Your objective: Retype all data exactly as given. Pictures should not be retyped.

Dataset records:
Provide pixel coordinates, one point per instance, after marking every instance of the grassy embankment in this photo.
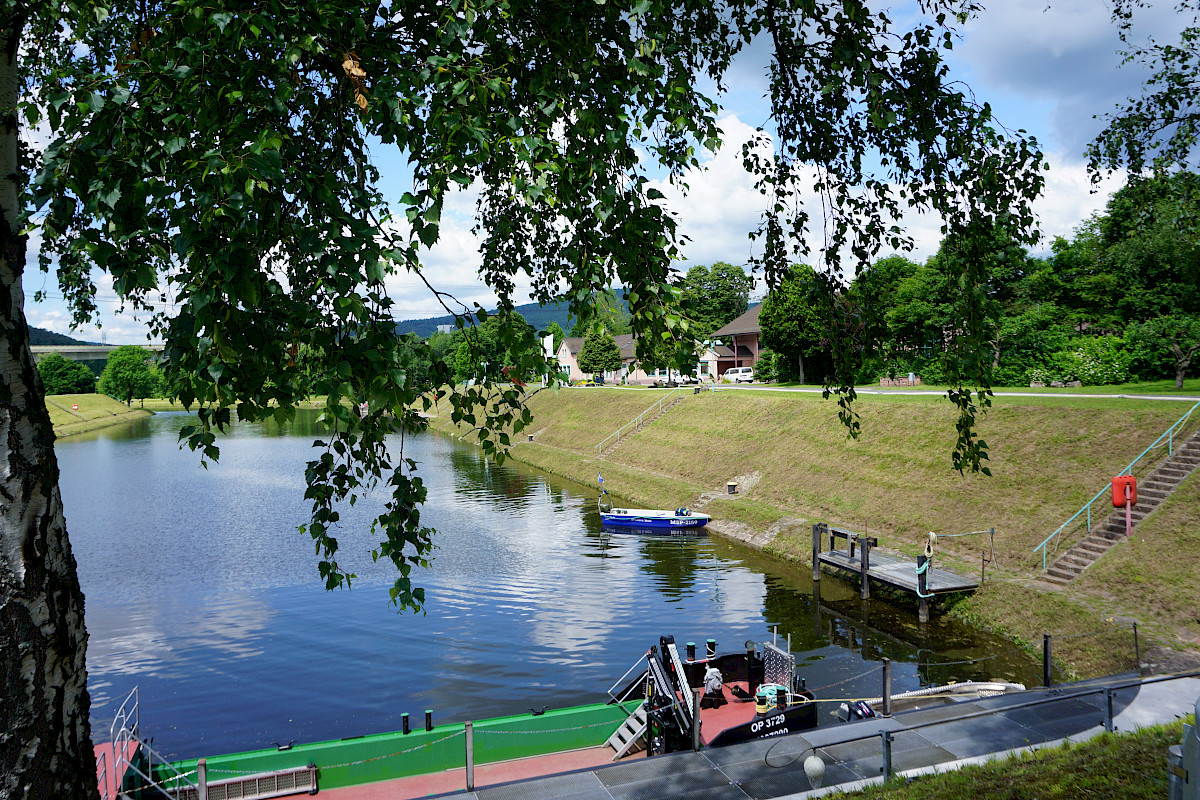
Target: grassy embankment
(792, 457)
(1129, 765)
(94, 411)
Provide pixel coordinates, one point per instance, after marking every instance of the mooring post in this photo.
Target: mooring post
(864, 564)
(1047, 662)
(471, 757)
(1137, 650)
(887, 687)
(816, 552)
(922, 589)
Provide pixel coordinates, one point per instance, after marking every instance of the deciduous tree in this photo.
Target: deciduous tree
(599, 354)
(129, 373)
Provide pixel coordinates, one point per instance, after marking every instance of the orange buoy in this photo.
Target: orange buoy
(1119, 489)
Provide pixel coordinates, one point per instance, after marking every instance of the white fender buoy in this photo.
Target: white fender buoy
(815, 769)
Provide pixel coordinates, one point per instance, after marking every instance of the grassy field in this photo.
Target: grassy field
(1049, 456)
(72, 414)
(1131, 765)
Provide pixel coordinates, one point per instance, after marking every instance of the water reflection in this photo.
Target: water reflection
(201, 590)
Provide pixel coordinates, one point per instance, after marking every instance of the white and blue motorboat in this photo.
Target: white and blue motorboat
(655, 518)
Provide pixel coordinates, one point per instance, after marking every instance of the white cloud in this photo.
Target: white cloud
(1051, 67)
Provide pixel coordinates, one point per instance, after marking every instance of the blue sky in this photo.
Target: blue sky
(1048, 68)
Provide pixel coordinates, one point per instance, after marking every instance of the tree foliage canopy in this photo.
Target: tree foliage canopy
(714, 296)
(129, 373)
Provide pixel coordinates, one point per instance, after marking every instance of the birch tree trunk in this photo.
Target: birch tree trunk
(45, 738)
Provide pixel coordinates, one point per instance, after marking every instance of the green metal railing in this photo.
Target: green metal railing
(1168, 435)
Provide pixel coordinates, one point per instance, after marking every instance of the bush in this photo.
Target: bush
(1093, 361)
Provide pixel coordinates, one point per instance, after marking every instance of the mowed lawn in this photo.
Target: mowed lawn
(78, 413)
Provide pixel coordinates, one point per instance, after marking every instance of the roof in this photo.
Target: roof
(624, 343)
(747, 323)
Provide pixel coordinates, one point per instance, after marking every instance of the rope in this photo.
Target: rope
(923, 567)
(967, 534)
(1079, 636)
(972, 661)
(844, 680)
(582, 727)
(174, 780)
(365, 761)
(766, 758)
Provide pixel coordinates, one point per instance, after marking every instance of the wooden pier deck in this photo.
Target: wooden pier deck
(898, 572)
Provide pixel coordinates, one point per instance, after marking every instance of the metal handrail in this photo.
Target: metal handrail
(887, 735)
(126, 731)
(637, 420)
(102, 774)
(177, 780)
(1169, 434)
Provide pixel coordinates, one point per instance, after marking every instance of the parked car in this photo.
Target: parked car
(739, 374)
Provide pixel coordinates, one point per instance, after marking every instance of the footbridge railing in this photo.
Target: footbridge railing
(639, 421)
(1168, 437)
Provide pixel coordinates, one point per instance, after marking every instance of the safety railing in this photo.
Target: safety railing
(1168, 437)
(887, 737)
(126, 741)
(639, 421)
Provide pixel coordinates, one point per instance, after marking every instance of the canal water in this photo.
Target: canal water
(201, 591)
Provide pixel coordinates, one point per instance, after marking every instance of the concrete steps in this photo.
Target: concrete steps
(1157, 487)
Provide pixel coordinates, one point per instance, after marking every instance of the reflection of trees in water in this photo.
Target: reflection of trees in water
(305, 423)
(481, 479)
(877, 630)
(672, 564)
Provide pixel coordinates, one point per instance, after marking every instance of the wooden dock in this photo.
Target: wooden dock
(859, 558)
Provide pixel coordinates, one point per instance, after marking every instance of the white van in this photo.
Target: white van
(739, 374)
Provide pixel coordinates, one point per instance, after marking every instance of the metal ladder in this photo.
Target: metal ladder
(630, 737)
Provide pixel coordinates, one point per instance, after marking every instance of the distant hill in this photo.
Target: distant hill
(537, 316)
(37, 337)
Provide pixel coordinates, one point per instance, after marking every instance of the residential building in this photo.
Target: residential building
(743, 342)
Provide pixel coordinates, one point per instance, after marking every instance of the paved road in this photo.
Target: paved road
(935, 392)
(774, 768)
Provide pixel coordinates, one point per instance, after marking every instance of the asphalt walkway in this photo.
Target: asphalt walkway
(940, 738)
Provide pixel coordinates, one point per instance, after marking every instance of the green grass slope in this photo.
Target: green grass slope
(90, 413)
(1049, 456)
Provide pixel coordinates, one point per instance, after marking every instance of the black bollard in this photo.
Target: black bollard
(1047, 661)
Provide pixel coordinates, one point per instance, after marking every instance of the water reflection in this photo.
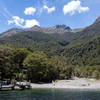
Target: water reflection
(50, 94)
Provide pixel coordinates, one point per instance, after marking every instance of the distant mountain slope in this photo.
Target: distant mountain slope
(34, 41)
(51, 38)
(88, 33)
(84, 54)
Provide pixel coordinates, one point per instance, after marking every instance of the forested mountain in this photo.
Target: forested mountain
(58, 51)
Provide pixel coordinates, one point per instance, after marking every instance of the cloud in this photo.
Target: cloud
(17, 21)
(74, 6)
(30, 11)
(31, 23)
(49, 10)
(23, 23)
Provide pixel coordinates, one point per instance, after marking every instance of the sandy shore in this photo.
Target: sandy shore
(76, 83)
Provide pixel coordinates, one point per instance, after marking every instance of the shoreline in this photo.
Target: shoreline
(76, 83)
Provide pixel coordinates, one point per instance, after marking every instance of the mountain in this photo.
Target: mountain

Answer to this problem:
Provide pixel coordinates, one point per instance, after marking every instance of the grassy embankment in this photo.
Target: grassy embankment
(792, 457)
(1129, 765)
(94, 411)
Provide pixel coordinates, one point per instance, after marking every instance of the mooring post in this photo.
Target: mooring post
(864, 564)
(1047, 662)
(471, 757)
(1137, 650)
(887, 687)
(816, 552)
(922, 589)
Provide pixel coordinates, one point per instance, after marking every instance of the deciduous tree in this photo.
Target: deciduous tree
(599, 354)
(129, 373)
Provide pixel coordinates, one point per instance, after marking every instance of the orange buoy in this photo.
Target: orange buoy
(1119, 489)
Provide pixel coordinates, one point per instance, after marking every instance of the white fender buoy in this photo.
Target: white fender buoy
(815, 769)
Provide pixel coordinates, one point per instance, after marking every instance of the grassy field in this photo.
Target: grassy field
(1049, 456)
(72, 414)
(1131, 765)
Provide pixel coordinates, one point per instance, after marking every instance of the water reflection in this photo.
Target: water reflection
(201, 590)
Provide pixel coordinates, one point per instance, after marking every instance of the white and blue motorboat in this photo.
Target: white and blue motorboat
(655, 518)
Provide pixel coordinates, one point per instance, after marking every instance of the white cloud in this photo.
Target: white cloud
(1051, 67)
Provide pixel coordinates, one point per instance, after marking every instance of the blue sky in this photo.
Target: blue sky
(1048, 68)
Provide pixel coordinates, one point per instance, after marking every instance of the tree foliage canopy in this photo.
Target: tree foliage canopy
(714, 296)
(129, 373)
Provide pixel coordinates, one point per instance, after marking every instance of the birch tree trunk in this photo.
Target: birch tree trunk
(45, 738)
Provide pixel coordinates, one point per instance, after marking every instance of the green metal railing in this photo.
Target: green metal railing
(1168, 435)
Provide pixel coordinates, one point per instance, after marking every instance of the bush in this photo.
Target: bush
(1093, 361)
Provide pixel coordinates, one point per instance, after marking every instance of the mowed lawn in this photo.
Target: mowed lawn
(78, 413)
Provide pixel coordinates, one point per instance, after marking every instance of the roof in this photo.
Target: roof
(624, 343)
(747, 323)
Provide pixel coordinates, one point per instance, after marking every instance of the rope in this photo.
Target: rope
(923, 567)
(967, 534)
(1079, 636)
(972, 661)
(844, 680)
(582, 727)
(174, 780)
(365, 761)
(766, 758)
Provide pixel coordinates, one point per instance, after marking every instance of the wooden pier deck in this photo.
Target: wooden pier deck
(898, 572)
Provide pixel coordinates, one point per instance, after marking every instance of the metal handrail in this photo.
Target: metal handrail
(887, 735)
(126, 731)
(637, 420)
(102, 774)
(177, 780)
(1169, 434)
Provide pixel coordinates, one point per instance, after marking every instance of the parked car in this photo.
Target: parked car
(739, 374)
Provide pixel coordinates, one point per instance, after marking every instance of the footbridge railing in this photo.
Target: footbridge railing
(639, 421)
(1168, 437)
Provide pixel coordinates, one point per instance, after marking every instance of the safety railing in this photo.
Target: safety railing
(1168, 437)
(887, 737)
(126, 741)
(639, 421)
Provide pixel coordinates, one point per instance, after marking every instance of the canal water in this photo.
Target: canal water
(201, 591)
Provide pixel coordinates, one point per instance, after marking every instance of the concrete steps in this photo.
Target: concrete steps
(1157, 487)
Provide pixel coordinates, one point per instance, after marking every instance of the reflection of trees in water in this photo.
Target: reflection of trees in water
(305, 423)
(481, 479)
(877, 630)
(672, 564)
Provide pixel coordinates, one point per instance, after marking every instance of the wooden dock in this photo.
Target: wooden dock
(859, 558)
Provide pixel coordinates, one point per instance, after marking every instance of the white van in this photo.
Target: white van
(739, 374)
Provide pixel coordinates, one point per instance, after marking every instance of the metal ladder in this photo.
Target: metal ladder
(630, 737)
Provide pixel coordinates, one point per instance, after marking every instance of the distant hill in this photo.
Target: distant hill
(537, 316)
(37, 337)
Provide pixel coordinates, one point per instance, after marking every instance of the residential building in this photo.
Target: residential building
(743, 342)
Provide pixel coordinates, one point per instance, after marking every instance of the paved road in this photo.
Target: paved road
(935, 392)
(774, 768)
Provide pixel coordinates, one point per instance, after marking every instance of the asphalt walkway in this photo.
Target: asphalt walkway
(940, 738)
Provide pixel coordinates, one point per instance, after marking every instance of the green grass slope in this photo.
Target: green grass slope
(90, 413)
(1049, 456)
Provide pixel coordinates, one point per instance, after marking every instance of the black bollard in this photo.
Target: black bollard
(1047, 661)
Provide pixel coordinates, one point per instance, after marking every instance of the water reflection in this photo.
Target: water reflection
(50, 94)
Provide pixel coordinates, one point per instance, after marking every instance of the distant mountain slope in this photo.
Target: distant mountain slope
(34, 41)
(51, 38)
(88, 33)
(84, 54)
Provide pixel coordinates, one point per instance, after marking every instance of the forested mountain in this photo.
Target: forested mountain
(58, 51)
Provide pixel coordinates, one point per instance, after marking every instance of the cloud in this photo.
Target: cloud
(17, 21)
(74, 6)
(30, 11)
(31, 23)
(49, 10)
(23, 23)
Provide pixel coordinates, one point per instance, after marking every instance of the sandy shore in this photo.
Target: sandy shore
(76, 83)
Provide pixel coordinates, one point per instance, after marking every instance of the shoreline in this photo.
Target: shoreline
(76, 83)
Provide pixel coordinates, one point per instance, after marking every instance of the mountain in this photo.
Target: mountain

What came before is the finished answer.